• **EXERCISE PROMPT**
In the excerpt below about the summer terms, how many tests does the Elementary Algebra II class have over its 8 weeks?

• **EXCERPT PROVIDED**
The main summers sessions are dubbed May Term and June Term.  May term begins in mid-May and lasts 5 weeks until mid-June with students attending class 2.5 hours a day for 4 days a week.  During the May term, I took an accounting class.  The class started the same day as the trial I was in (see last month's newsletter), so I spoke with the professor who allowed me to make up the missed work.  Upon completion of that class and 2 others I finished previous semesters, I can now teach Business Mathematics at Penn College.
 
June Term begins in mid-June and goes through early-August (depending on the class, about 7-8 weeks meeting 2 hours a day for 4 days a week).  I am teaching Elementary Algebra II during the June term.  We will run the full 8 weeks and cover 5 units.  Each unit has a test, then a retest if a student wants to study more and try the test again to improve their grade.  So 5 unit tests, 5 re-tests, and a final exam makes for 11 tests in 8 weeks!  So far, we have finished 4 weeks and they will finish their 4th test today, July 11.  We will also have our 5th test this week as well.

• **MATERIAL SUPPLIED**

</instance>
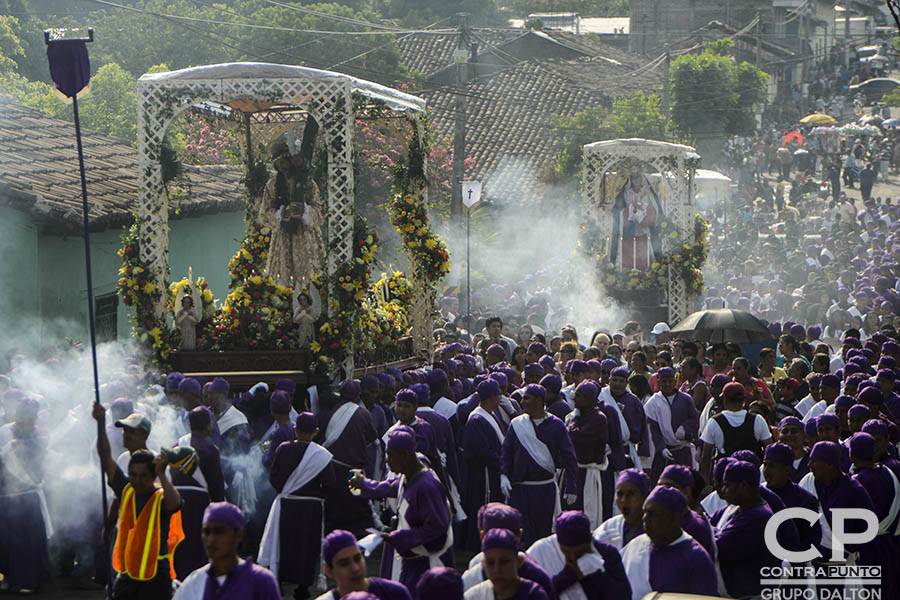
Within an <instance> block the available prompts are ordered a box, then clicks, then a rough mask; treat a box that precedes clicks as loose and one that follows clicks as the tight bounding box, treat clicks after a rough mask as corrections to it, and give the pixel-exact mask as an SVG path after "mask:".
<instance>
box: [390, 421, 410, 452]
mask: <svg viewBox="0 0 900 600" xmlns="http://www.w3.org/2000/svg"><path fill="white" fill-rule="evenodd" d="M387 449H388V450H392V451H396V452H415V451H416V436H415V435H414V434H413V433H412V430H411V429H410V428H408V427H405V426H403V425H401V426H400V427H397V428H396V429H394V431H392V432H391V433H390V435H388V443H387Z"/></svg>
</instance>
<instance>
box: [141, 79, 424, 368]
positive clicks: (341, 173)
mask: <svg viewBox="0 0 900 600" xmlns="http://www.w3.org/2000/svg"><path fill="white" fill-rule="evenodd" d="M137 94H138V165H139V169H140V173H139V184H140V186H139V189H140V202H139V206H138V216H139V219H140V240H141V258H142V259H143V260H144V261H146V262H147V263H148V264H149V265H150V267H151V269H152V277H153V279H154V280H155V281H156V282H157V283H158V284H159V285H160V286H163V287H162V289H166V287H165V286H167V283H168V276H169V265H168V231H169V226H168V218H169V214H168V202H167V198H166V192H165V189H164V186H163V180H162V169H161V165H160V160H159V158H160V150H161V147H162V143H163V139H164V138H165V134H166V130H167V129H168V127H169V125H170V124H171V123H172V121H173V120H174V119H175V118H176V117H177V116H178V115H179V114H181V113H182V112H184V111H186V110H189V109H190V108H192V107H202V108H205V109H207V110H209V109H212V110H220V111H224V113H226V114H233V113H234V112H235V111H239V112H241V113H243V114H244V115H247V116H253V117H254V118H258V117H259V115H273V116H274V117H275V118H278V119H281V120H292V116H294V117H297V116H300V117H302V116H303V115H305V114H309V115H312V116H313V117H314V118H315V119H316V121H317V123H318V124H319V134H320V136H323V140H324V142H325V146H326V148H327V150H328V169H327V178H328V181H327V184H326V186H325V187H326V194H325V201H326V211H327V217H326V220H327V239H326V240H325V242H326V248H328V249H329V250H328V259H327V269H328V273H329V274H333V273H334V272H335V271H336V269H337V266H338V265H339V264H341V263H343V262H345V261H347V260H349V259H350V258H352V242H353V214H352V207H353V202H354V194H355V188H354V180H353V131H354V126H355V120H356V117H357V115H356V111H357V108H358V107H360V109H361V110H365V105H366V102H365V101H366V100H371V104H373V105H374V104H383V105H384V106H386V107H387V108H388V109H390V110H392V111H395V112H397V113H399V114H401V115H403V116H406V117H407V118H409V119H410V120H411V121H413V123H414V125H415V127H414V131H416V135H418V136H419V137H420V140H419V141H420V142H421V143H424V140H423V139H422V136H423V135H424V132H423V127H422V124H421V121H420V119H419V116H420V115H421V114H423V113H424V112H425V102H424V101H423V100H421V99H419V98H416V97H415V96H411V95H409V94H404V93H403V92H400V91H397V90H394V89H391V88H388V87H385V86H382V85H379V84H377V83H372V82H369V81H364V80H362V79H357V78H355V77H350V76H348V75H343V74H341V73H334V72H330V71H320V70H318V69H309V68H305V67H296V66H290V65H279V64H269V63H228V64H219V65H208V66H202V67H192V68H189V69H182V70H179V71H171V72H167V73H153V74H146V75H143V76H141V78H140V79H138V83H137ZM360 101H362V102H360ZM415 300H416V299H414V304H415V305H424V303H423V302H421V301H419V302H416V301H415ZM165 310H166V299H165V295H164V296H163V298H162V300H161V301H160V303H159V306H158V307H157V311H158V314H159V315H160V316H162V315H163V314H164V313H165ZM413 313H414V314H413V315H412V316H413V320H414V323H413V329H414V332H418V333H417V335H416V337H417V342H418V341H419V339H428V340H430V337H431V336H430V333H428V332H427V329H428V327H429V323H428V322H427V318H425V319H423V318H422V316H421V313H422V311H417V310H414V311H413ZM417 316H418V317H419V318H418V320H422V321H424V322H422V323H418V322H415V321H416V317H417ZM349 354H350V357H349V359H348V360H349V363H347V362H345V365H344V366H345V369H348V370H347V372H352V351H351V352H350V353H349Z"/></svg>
--
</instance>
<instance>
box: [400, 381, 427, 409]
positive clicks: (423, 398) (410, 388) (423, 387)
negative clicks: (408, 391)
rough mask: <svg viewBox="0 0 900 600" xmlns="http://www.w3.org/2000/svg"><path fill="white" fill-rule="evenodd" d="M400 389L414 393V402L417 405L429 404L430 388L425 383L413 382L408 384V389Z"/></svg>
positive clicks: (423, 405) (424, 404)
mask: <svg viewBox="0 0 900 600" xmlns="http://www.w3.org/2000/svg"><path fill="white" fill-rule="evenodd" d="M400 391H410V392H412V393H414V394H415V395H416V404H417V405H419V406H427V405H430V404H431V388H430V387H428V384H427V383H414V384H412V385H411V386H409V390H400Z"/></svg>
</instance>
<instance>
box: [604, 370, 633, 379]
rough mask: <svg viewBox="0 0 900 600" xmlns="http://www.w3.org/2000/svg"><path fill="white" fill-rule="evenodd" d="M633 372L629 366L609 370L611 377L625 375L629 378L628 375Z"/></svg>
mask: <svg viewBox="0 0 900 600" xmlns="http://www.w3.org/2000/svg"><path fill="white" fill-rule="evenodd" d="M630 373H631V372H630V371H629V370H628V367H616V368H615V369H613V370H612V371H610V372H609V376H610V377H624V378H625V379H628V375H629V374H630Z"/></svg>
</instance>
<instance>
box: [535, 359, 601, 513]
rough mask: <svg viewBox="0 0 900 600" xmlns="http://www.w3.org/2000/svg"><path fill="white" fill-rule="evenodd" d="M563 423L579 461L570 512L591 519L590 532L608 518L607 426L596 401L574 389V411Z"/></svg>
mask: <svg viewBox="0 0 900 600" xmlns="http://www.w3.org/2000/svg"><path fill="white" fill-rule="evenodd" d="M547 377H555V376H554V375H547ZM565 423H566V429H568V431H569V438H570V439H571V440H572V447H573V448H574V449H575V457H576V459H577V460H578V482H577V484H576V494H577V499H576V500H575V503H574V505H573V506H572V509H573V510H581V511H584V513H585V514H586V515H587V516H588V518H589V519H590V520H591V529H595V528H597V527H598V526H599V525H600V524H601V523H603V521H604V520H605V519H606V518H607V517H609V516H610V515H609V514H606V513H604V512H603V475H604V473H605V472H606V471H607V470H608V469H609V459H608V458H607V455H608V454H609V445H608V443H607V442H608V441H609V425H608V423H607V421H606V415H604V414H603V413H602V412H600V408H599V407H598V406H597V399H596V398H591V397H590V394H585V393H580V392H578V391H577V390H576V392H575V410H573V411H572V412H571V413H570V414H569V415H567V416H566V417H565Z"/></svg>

• **OUTPUT BELOW**
11 tests: 5 unit tests, 5 retests, and a final exam.